WAS ZU TUN IST
1. Wie viele Kriege tobten laut der Hamburger Arbeitsgemeinschaft Kriegsursachenforschung im Jahr 2013, wie der Textauszug berichtet?
2. Welche eigenen Werte Europas nennt der Textauszug, die Europa endlich ernst nehmen sollte? Zähle sie alle auf.
3. Gib aus dem Textauszug wortgetreu den Abschnitt wieder, der mit den Worten „Mit dem Tod“ beginnt und mit „europäische Grenzagentur FRONTEX.“ endet.
++++ TEXTAUSZUG ++++
Eine Vorstellung, die nicht immer, aber meistens zutrifft. Denn trotz eigener Probleme stellt Europa eine Art Wohlstandsinsel in einer Welt dar, die auch Anfang des 21. Jahrhunderts geprägt ist von kriegerischen Auseinandersetzungen. Laut Untersuchungen der Hamburger Arbeitsgemeinschaft Kriegsursachenforschung (AKUF) tobten im Jahr 2013 dreißig Kriege, immerhin vier Kriege und bewaffnete Konflikte weniger als im Jahr zuvor – ein kleiner Lichtblick.

Mit dem Tod der 367 Menschen vor Lampedusa und dem weit verbreiteten Entsetzen konnte man für einen kurzen Augenblick darauf hoffen, dass sich am Schicksal von Flüchtlingen etwas ändern würde. Dass Europa seine Grenzen endlich öffnen und die eigenen Werte von Humanität und Mitmenschlichkeit, Solidarität und der Wahrung der Menschenrechte endlich ernst nehmen würde.

Doch in Wahrheit schottet sich Europa mehr denn je ab. Unser Kontinent bildet für Flüchtlinge eine unerreichbare Festung. Maßgeblich mitverantwortlich dafür ist die europäische Grenzagentur FRONTEX.

Die Flüchtlingsorganisation PRO ASYL kritisiert zu Recht, „dass mit den FRONTEX-Einsätzen im Mittelmeer und vor der westafrikanischen Küste das Flüchtlingsvölkerrecht verletzt wird. FRONTEX-Schiffe drängen regelmäßig Flüchtlingsboote zurück in Staaten, in denen sie keinen asylrechtlichen Schutz finden können. In Staaten wie Libyen droht ihnen die Kettenabschiebung, unmenschliche Haft oder Misshandlungen.“ Dabei steht das Beispiel Libyen pars pro toto als eines von vielen. Lasst mich an dieser Stelle den Forderungen von Pro Asyl Nachdruck verleihen: Die menschenrechtswidrigen FRONTEX-Einsätze müssen gestoppt und der gefahrenfreie Zugang nach Europa geschaffen werden!

Weit verbreitet ist die Ansicht, dass wir Europäer und auch wir Deutschen mit dem Schicksal von Flüchtlingen nichts zu tun hätten. Bedauerlich sei es, wenn es Menschen schlecht gehe, wenn sie fliehen müssen. Führende Politiker wollen eine Mitverantwortung Deutschlands nicht eingestehen.

Die Sachlage ist eine andere: Deutschland ist der drittgrößte Waffenexporteur der Welt. Ganz legal, also mit Genehmigung der Bundesregierung, wurden und werden Kriegswaffen und Rüstungsgüter an kriegführende und an menschenrechtsverletzende Staaten, selbst an Diktaturen geliefert.
++++ DATEN ++++
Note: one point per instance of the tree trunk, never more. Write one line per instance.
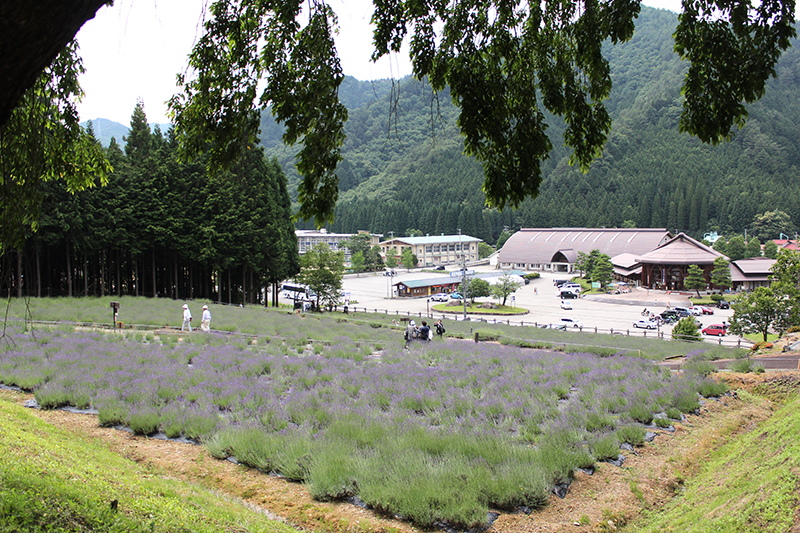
(119, 278)
(69, 271)
(19, 273)
(175, 274)
(85, 275)
(244, 285)
(155, 288)
(38, 276)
++++
LÖSUNGEN JE AUFGABE
1. Im Jahr 2013 tobten dreißig Kriege.

2.
- Humanität
- Mitmenschlichkeit
- Solidarität
- Wahrung der Menschenrechte

3.
Mit dem Tod der 367 Menschen vor Lampedusa und dem weit verbreiteten Entsetzen konnte man für einen kurzen Augenblick darauf hoffen, dass sich am Schicksal von Flüchtlingen etwas ändern würde. Dass Europa seine Grenzen endlich öffnen und die eigenen Werte von Humanität und Mitmenschlichkeit, Solidarität und der Wahrung der Menschenrechte endlich ernst nehmen würde.

Doch in Wahrheit schottet sich Europa mehr denn je ab. Unser Kontinent bildet für Flüchtlinge eine unerreichbare Festung. Maßgeblich mitverantwortlich dafür ist die europäische Grenzagentur FRONTEX.